> EXTRAIT CHOISI:

Note de lecture du livre de Hans-Werner Sinn « The Euro Trap : on bursting bubbles, budgets and beliefs » (Oxford university press, 2014) par Sébastien Sibai.
La monnaie unique à l’épreuve des faits
Hans-Werner Sinn replonge d’emblée le lecteur au cœur des débats du milieu des années 1990 lors desquels de nombreux économistes avaient émis de sérieuses réserves quant à l’opportunité d’introduire une monnaie unique en Europe. Parmi ceux-ci, se trouvaient certains économistes de renom tels que Ralph Dahrendorf, ancien président de la London School of Economics, qui déclarait catégoriquement dès 1995 : « L’union monétaire est une grande erreur, un objectif risqué, irresponsable et erroné qui ne rassemblera pas l’Europe mais la divisera » [2].
Il apparaît aujourd’hui évident que la monnaie unique a failli aux objectifs « de paix, de liberté et de prospérité » [3] qui lui avaient été assignés à la veille de son introduction, puis renouvelés dans le cadre de la Stratégie de Lisbonne (2000). Mais rares sont ceux qui soulignent que la mise en pratique du traité de Maastricht (1992) a trahi certains des principes essentiels qu’il énonçait. Hans-Werner Sinn est de ceux-là. Au premier rang des règles qui furent allègrement violées, figure la clause de « non renflouement » (« no bail-out »), dont le dessein originel, à peine voilé, était de satisfaire aux exigences de l’Allemagne, hostile à tout traité qui eût contenu, ne fût-ce que vaguement, l’esprit d’une mutualisation des dettes des Etats membres. Mais cette clause ne devait pas résister longtemps aux urgences de l’action nées d’abord des répliques de la crise des « subprimes » (2008), puis des multiples épisodes de la crise de l’endettement de certains pays membres de la zone euro.

> Extraits d'un jeu de données de détection:

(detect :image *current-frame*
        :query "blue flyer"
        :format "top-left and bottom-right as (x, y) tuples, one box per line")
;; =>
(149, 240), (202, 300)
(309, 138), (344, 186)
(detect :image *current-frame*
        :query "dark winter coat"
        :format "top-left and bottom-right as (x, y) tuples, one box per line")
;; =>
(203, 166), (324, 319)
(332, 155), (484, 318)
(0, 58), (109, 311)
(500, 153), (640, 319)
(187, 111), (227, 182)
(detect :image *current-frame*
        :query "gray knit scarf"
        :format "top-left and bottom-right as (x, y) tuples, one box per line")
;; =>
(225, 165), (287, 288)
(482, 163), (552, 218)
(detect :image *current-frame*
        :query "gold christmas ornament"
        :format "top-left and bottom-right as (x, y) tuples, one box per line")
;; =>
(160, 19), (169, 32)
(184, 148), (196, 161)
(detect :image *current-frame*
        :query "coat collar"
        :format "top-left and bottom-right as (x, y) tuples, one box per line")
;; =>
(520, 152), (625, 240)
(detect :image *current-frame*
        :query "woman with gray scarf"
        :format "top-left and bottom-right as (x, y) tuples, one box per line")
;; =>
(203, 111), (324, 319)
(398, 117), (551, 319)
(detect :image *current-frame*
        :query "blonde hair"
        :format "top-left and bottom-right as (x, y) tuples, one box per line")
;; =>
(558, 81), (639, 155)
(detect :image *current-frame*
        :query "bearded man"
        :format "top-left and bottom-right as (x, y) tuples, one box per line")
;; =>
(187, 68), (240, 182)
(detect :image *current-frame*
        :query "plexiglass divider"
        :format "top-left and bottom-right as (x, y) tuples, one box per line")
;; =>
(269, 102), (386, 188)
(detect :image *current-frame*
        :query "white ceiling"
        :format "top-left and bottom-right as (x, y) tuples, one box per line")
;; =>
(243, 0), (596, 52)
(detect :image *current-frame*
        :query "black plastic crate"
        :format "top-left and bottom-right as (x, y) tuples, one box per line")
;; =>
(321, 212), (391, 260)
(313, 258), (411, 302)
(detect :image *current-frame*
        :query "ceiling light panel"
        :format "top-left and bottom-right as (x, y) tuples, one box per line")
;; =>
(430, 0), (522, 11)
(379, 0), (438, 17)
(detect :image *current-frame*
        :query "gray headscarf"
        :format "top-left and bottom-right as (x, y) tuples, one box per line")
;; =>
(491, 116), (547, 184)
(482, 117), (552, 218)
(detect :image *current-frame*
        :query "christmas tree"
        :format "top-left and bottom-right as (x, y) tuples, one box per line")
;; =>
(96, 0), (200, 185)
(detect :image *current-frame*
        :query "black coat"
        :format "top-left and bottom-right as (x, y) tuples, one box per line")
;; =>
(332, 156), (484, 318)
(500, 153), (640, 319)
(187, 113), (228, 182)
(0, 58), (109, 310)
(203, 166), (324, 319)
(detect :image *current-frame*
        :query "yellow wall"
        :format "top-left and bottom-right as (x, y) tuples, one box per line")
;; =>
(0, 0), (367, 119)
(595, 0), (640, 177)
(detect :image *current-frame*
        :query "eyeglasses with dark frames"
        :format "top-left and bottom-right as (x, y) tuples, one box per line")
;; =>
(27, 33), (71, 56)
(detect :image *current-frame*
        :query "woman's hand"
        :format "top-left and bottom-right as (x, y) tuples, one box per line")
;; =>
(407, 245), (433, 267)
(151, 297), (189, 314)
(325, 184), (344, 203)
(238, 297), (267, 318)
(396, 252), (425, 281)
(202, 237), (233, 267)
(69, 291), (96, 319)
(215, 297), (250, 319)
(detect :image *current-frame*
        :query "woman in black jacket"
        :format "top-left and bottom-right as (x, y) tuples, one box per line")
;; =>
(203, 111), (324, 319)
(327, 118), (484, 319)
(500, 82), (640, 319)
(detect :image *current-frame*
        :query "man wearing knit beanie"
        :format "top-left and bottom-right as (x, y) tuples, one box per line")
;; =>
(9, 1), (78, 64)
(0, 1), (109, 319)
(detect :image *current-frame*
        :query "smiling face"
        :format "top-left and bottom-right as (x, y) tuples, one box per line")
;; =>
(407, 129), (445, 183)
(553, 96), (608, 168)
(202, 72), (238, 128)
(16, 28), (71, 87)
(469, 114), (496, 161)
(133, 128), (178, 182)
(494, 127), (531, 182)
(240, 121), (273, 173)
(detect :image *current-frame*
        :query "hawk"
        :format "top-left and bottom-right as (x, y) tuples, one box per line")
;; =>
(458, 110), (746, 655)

> ÉNONCÉ DE LA TÂCHE: Recopiez le passage de la note de lecture sur la monnaie unique en commençant à « Note de lecture » et en terminant à « par Sébastien Sibai. ».

> SOLUTION DÉTAILLÉE:
Note de lecture du livre de Hans-Werner Sinn « The Euro Trap : on bursting bubbles, budgets and beliefs » (Oxford university press, 2014) par Sébastien Sibai.